Biografie, Authentizität, Religionsunterricht

In der spiralcurricularen Ausrichtung der Mehrzahl der Lehrpläne durchzieht die Frage nach dem Sinn und der Deutung der menschlichen Existenz viele Jahrgangsthemen. Das beginnt in der Regel schon im fünften Schuljahr unter dem Aspekt "Wer bin ich?" und endet in der gymnasialen Oberstufe bei der theologischen Anthropologie "Was ist der Mensch?". Dementsprechend könnte mit dem im folgenden vorgestellten Material in verschiedenen Jahrgangsstufen gearbeitet werden, grundsätzlich empfiehlt es sich aber für die spätere Sekundarstufe I oder auch die Sekundarstufe II. Eine Begrenzung auf den Gymnasialbereich ist nicht erforderlich, von Benetton ist das Material ja auch von der Zielgruppenorientierung her nicht auf diese Gruppe eingeschränkt.

Die religionspädagogische Idee lautet: Anhand des Menschen Rolando Trujillo, den Benetton in Heft 52 von COLORS vorstellt, eine "Biografie auf der Grenze" zu re-konstruieren. Und das soll so geschehen, dass es Frageprozesse in Gang setzt und offen hält. Es geht nicht vorrangig darum, Antworten zu finden ("Das ist nicht mein Weg" - "So möchte ich nicht leben" - "Da habe ich aber andere Vorstellungen/Ansprüche"), sondern im Sinne der leitenden Beschreibung von Rudolf Bultmann den Menschen als Frage zu entdecken und das heißt auch: "Menschliches Leben ist, bewusst oder unbewusst, bewegt von dem Verlangen, der Sehnsucht nach 'Wahrheit', nach 'Wirklichkeit', nach 'sinnvoller', nach verwirklichter Existenz." Die sich anschließenden offenen Fragen lauten: Was aber ist gelingendes Leben? Wann ist ein Leben stimmig? Wer kann das Urteil fällen, was der Sinn (m)eines Lebens, (m)einer Existenz ist? Es geht auch darum, nicht nur das Leben des Rolando Trujillo zu deuten, sondern seinen z.T. in Nebensätzen und Andeutungen geäußerten eigenen Lebensdeutungen nachzugehen. Offenkundig geschieht das im vorgelegten Material auf eine sehr realistische, pragmatische Weise, fernab jeglicher Beschönigungen. Der Lebensentwurf des Rolando Trujillo ist nicht der, den Albert Camus dem Sisyphos nahe legt, aber er kommt ihm nahe:

Der Stein rollt wieder. Ich verlasse Sisyphos am Fuße des Berges! Seine Last findet man immer wieder. Nur lehrt Sisyphos uns die größere Treue, die die Götter leugnet und die Steine wälzt. Auch er findet, dass alles gut ist. Dieses Universum, das nun keinen Herrn mehr kennt, kommt ihm weder unfruchtbar noch wertlos vor. Jedes Gran dieses Steins, jeder Splitter dieses durchnächtigten Berges bedeutet allein für ihn eine ganze Welt. Der Kampf gegen Gipfel vermag ein Menschenherz auszufüllen. Wir müssen uns Sisyphos als einen glücklichen Menschen vorstellen.

____

_ARBEITSAUFTRAG_.
Erkläre mithilfe des Textauszugs, warum das vorgestellte Material nicht auf den Gymnasialbereich begrenzt werden muss. Die Einträge stammen aus einer anderen Quelle.

Einträge des Datensatzes
____

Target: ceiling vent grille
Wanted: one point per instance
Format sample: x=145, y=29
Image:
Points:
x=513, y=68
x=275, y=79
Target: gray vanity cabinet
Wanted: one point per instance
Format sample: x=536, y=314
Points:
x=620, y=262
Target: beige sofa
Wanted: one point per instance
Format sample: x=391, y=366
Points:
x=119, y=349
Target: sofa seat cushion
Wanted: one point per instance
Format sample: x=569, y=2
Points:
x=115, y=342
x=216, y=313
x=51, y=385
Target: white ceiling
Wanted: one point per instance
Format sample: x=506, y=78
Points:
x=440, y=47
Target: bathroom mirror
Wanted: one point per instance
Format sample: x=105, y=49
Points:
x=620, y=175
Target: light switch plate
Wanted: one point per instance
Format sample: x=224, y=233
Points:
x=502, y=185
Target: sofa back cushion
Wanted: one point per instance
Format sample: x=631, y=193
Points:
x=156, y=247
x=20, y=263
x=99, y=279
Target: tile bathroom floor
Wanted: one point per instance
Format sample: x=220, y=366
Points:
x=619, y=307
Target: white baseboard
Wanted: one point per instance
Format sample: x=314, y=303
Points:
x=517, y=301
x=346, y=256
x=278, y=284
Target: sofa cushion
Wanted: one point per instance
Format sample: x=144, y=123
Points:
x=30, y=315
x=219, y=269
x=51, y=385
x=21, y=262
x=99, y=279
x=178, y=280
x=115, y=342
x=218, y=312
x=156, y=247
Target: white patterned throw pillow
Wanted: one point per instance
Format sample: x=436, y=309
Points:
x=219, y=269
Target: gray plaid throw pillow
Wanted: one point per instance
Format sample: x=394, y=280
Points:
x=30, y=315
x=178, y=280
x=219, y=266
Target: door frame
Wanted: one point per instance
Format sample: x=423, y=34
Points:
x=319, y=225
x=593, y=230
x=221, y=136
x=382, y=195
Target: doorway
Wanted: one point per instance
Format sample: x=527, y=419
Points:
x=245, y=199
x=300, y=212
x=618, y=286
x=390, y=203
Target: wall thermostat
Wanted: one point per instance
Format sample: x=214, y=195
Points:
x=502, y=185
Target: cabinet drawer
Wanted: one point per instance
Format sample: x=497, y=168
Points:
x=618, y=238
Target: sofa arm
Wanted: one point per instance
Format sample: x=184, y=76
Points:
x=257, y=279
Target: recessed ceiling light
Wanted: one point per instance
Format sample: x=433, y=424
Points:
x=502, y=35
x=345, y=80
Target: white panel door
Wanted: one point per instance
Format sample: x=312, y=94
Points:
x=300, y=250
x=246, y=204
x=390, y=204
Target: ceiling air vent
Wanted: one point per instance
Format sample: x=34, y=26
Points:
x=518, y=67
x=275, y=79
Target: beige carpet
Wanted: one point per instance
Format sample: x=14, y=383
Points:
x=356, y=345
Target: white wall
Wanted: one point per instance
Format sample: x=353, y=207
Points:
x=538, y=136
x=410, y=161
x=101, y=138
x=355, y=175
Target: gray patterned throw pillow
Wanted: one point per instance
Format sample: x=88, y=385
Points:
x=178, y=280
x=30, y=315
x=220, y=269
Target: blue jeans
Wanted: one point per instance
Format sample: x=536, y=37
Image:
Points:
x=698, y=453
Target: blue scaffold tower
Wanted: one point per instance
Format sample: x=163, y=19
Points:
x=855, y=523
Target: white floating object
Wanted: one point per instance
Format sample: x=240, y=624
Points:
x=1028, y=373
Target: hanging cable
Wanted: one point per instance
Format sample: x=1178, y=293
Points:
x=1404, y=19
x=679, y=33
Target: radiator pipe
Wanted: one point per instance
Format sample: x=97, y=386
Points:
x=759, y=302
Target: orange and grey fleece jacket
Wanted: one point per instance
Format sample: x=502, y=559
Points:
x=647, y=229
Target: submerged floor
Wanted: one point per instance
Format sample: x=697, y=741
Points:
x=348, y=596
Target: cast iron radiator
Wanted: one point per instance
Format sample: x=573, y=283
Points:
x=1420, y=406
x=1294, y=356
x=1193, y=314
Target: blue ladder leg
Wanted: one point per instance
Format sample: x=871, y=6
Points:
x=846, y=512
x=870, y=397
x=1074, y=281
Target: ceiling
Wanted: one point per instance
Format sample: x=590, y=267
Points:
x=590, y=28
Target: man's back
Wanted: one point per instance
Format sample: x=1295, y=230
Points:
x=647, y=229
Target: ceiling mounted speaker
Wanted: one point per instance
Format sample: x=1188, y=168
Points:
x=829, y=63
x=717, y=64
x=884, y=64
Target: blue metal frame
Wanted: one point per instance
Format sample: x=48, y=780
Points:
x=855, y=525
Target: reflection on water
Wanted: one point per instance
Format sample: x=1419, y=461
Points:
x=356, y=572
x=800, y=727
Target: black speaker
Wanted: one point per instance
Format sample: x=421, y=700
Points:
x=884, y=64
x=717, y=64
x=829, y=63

____

_ERLEDIGTE AUFGABE_.
Eine Begrenzung auf den Gymnasialbereich ist nicht erforderlich, weil das Material von Benetton schon von seiner Zielgruppenorientierung her nicht auf diese Gruppe eingeschränkt ist.